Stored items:

++++++++++++++++++++

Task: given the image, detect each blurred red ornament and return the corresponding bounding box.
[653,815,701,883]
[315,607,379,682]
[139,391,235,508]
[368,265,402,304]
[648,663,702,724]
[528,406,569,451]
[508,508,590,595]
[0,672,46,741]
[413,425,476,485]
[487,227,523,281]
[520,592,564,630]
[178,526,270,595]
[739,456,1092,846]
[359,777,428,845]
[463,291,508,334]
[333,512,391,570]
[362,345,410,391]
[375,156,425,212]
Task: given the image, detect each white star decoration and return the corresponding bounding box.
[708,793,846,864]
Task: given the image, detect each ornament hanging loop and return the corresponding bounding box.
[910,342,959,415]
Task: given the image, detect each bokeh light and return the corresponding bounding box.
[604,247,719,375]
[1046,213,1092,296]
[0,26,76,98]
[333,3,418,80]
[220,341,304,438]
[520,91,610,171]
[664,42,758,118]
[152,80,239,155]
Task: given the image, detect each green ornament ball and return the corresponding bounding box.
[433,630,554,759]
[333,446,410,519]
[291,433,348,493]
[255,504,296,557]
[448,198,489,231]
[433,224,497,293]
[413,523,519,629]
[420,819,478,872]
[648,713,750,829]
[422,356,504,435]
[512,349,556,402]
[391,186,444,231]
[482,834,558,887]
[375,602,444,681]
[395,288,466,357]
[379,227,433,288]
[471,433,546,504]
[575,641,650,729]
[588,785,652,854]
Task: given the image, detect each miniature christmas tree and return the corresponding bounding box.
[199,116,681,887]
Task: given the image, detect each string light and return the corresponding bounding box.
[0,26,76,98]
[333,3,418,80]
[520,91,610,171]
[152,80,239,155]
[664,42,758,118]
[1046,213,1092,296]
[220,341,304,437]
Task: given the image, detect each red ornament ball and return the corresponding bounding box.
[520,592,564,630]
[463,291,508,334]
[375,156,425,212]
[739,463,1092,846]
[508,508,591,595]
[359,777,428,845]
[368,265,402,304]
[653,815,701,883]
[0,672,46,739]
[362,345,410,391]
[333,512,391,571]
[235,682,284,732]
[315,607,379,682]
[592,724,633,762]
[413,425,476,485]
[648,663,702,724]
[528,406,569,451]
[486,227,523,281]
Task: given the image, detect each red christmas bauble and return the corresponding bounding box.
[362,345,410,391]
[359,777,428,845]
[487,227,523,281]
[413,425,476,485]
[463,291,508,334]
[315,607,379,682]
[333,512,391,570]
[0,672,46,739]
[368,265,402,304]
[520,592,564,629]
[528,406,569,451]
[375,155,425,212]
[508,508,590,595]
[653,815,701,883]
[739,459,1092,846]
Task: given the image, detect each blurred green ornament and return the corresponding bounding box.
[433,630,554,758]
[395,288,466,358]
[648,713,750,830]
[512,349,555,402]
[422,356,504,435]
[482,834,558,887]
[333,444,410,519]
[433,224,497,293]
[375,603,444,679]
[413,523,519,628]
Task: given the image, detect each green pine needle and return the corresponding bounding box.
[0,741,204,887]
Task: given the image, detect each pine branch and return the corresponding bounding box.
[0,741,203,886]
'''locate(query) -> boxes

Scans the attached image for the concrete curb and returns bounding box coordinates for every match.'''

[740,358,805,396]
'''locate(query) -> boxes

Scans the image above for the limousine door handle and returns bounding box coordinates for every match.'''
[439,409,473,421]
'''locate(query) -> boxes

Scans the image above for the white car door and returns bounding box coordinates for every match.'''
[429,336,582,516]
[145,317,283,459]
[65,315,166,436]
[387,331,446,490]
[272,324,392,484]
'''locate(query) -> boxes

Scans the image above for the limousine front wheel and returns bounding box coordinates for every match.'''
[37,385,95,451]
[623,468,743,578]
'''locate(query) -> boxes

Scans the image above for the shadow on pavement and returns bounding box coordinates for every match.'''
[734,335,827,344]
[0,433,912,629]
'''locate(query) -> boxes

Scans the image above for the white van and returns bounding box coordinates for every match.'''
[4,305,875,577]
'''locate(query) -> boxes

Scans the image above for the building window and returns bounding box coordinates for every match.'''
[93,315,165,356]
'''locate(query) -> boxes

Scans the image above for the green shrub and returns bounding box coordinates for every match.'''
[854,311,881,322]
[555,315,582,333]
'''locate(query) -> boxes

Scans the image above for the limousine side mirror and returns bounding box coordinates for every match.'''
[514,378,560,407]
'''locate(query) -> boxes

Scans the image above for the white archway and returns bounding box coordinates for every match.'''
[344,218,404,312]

++++++++++++++++++++

What the task requires: Rewrite the listing from its first line through the line containing "[220,341,304,437]", inclusive, replacing "detect" with "locate" and leaving everything else unchanged.

Answer below:
Task: given the image, locate each blurred red ornament and return the corresponding bounding box.
[653,815,701,883]
[315,607,379,682]
[139,391,235,508]
[368,265,402,304]
[648,663,702,724]
[528,406,569,451]
[508,508,590,595]
[0,672,46,741]
[413,425,476,485]
[487,227,523,281]
[520,592,564,630]
[178,526,270,595]
[739,456,1092,846]
[359,777,428,845]
[463,291,508,334]
[333,512,391,570]
[362,345,410,391]
[375,156,425,212]
Task: given the image, locate each white star decoration and return the corresponding bounding box.
[708,793,846,864]
Task: given the image, locate each ornament hanging loop and return the corresponding bounding box.
[910,342,959,415]
Task: given the image, locate each bokeh light and return the corresponding bounding box.
[604,247,719,375]
[1046,213,1092,296]
[0,26,76,98]
[333,3,418,80]
[220,341,304,438]
[520,91,610,171]
[664,42,758,118]
[152,80,239,155]
Task: given the image, locate each green ornament ball and return the corresponding bounding box.
[433,630,554,759]
[333,446,410,519]
[291,433,348,493]
[255,504,296,557]
[448,198,489,231]
[433,224,497,293]
[413,523,519,629]
[420,819,478,872]
[648,713,750,829]
[422,356,504,435]
[512,349,556,402]
[391,186,444,231]
[482,834,558,887]
[375,602,444,681]
[395,288,466,357]
[379,227,433,288]
[471,433,546,504]
[575,641,650,729]
[588,785,652,854]
Task: given the image, locate each miniature christmas tree and return the corresponding bounding box.
[199,116,681,887]
Task: given the image, locate each string light and return the corresponding bounding box.
[0,26,76,98]
[333,3,418,80]
[520,91,610,171]
[152,80,239,155]
[664,42,758,118]
[1046,213,1092,296]
[220,341,304,437]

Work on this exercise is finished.